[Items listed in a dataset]
------------------------

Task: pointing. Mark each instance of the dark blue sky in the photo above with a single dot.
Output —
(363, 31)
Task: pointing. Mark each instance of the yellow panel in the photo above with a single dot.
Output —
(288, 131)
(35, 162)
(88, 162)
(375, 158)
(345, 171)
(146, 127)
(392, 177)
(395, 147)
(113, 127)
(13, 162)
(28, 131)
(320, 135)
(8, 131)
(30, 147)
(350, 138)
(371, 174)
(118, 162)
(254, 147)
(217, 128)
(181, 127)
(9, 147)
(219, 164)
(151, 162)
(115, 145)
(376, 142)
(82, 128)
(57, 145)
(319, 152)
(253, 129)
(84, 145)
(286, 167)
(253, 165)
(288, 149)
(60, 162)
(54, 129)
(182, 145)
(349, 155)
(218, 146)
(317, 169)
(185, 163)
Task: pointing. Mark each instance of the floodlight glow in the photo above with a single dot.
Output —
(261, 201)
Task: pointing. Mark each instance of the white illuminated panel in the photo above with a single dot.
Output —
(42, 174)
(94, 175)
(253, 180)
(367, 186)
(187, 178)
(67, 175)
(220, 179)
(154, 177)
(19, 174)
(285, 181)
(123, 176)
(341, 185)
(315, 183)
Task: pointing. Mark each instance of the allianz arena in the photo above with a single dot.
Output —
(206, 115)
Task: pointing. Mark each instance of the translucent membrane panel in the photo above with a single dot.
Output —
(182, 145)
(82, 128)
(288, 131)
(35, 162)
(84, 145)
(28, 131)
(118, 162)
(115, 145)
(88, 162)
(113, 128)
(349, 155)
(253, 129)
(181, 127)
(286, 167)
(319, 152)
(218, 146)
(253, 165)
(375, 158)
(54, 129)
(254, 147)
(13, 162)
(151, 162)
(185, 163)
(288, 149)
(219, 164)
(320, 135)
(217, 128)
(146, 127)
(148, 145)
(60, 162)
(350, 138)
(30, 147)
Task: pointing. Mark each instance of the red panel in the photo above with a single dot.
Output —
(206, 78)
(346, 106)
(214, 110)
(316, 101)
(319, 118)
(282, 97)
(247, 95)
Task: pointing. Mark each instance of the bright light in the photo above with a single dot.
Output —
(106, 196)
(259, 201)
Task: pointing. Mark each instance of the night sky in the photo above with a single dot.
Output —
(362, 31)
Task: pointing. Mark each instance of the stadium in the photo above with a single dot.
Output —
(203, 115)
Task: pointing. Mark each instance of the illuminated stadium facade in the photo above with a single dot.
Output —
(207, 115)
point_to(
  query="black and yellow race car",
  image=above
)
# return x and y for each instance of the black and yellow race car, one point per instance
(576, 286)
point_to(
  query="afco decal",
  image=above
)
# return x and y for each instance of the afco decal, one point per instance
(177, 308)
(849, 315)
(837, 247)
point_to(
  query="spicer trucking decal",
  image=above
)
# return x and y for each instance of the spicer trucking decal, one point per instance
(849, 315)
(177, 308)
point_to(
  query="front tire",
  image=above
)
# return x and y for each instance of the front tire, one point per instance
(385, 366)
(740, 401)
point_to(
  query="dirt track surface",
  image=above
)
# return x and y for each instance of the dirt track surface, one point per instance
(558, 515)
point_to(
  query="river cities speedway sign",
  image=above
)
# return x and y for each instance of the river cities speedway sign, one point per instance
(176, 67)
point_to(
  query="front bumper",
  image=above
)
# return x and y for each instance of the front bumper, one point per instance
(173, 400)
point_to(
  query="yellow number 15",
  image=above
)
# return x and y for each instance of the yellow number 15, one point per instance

------------------------

## Work task
Return the entries above exactly as they appear.

## Response
Task: pointing. Mark each instance of the dark blue sky in the photo above with a single dot.
Output —
(363, 31)
Task: pointing. Mark each instance of the yellow panel in the photo above with a single dot.
Output —
(288, 131)
(35, 162)
(88, 162)
(375, 158)
(345, 171)
(146, 127)
(392, 177)
(395, 147)
(113, 127)
(13, 162)
(28, 131)
(320, 135)
(8, 131)
(30, 147)
(350, 138)
(371, 174)
(118, 162)
(254, 147)
(217, 128)
(181, 127)
(9, 147)
(219, 164)
(151, 162)
(115, 145)
(376, 142)
(82, 128)
(57, 145)
(319, 152)
(253, 129)
(84, 145)
(286, 167)
(253, 165)
(288, 149)
(60, 162)
(54, 129)
(182, 145)
(349, 155)
(218, 146)
(317, 169)
(185, 163)
Task: pointing. Mark each instance of the floodlight glow in the photo above with a single dot.
Output —
(261, 201)
Task: pointing. Mark each instance of the white illuminated panel in the photo above with a single dot.
Output —
(42, 174)
(94, 175)
(253, 180)
(367, 186)
(187, 178)
(67, 175)
(220, 179)
(154, 177)
(19, 174)
(285, 181)
(123, 176)
(341, 185)
(315, 183)
Task: pointing. Mark each instance of the allianz arena in the photo above with a single dot.
Output —
(206, 115)
Task: pointing. Mark each instance of the translucent membrane panel in the photo above with a single dot.
Output —
(182, 145)
(82, 128)
(288, 131)
(35, 162)
(84, 145)
(28, 131)
(118, 162)
(115, 145)
(88, 162)
(113, 128)
(349, 155)
(253, 129)
(181, 127)
(286, 167)
(319, 152)
(218, 146)
(253, 165)
(375, 158)
(54, 129)
(254, 147)
(13, 162)
(151, 162)
(185, 163)
(288, 149)
(219, 164)
(320, 135)
(217, 128)
(146, 127)
(148, 145)
(60, 162)
(350, 138)
(30, 147)
Task: pointing. Mark each instance of the red panel in the photo above with a single dot.
Output —
(206, 78)
(346, 106)
(214, 110)
(316, 101)
(319, 118)
(282, 97)
(247, 95)
Task: pointing. Mark each instance of the bright light in the photo above with a single dot.
Output —
(106, 196)
(259, 201)
Task: pointing. Mark each instance of the night sky in the photo above with a single dot.
Output —
(362, 31)
Task: pointing. Mark each instance of the stadium in the photo above with a single dot.
Output —
(203, 115)
Task: pointing. Mark each instance of the illuminated stadium facade in the photo above with a single dot.
Output —
(207, 115)
point_to(
  query="black and yellow race car",
  image=above
)
# return x and y for each instance of the black and yellow race car, one point per instance
(576, 286)
point_to(
  query="afco decal",
  image=above
)
# return x and y for each instance of the afco decal, one point per instance
(177, 308)
(849, 315)
(837, 247)
point_to(
  query="spicer trucking decal",
  image=above
)
# return x and y for each instance of the spicer trucking decal, one point per instance
(849, 315)
(177, 308)
point_to(
  query="front tire",
  image=above
)
# return x and y for each instance of the front tire, one point per instance
(385, 366)
(740, 401)
point_to(
  query="dirt track surface",
  image=above
)
# return x and y for each instance of the dirt track surface, one point per instance
(558, 515)
point_to(
  query="river cities speedway sign",
  image=above
)
# return x and y for each instance of the river cities speedway sign, one point per instance
(176, 67)
point_to(
  query="front bumper",
  image=above
)
# return x and y for each instance of the front bumper, one point per instance
(173, 400)
point_to(
  query="yellow number 15",
  image=above
)
# return x and y for each instance of the yellow number 15, one point per instance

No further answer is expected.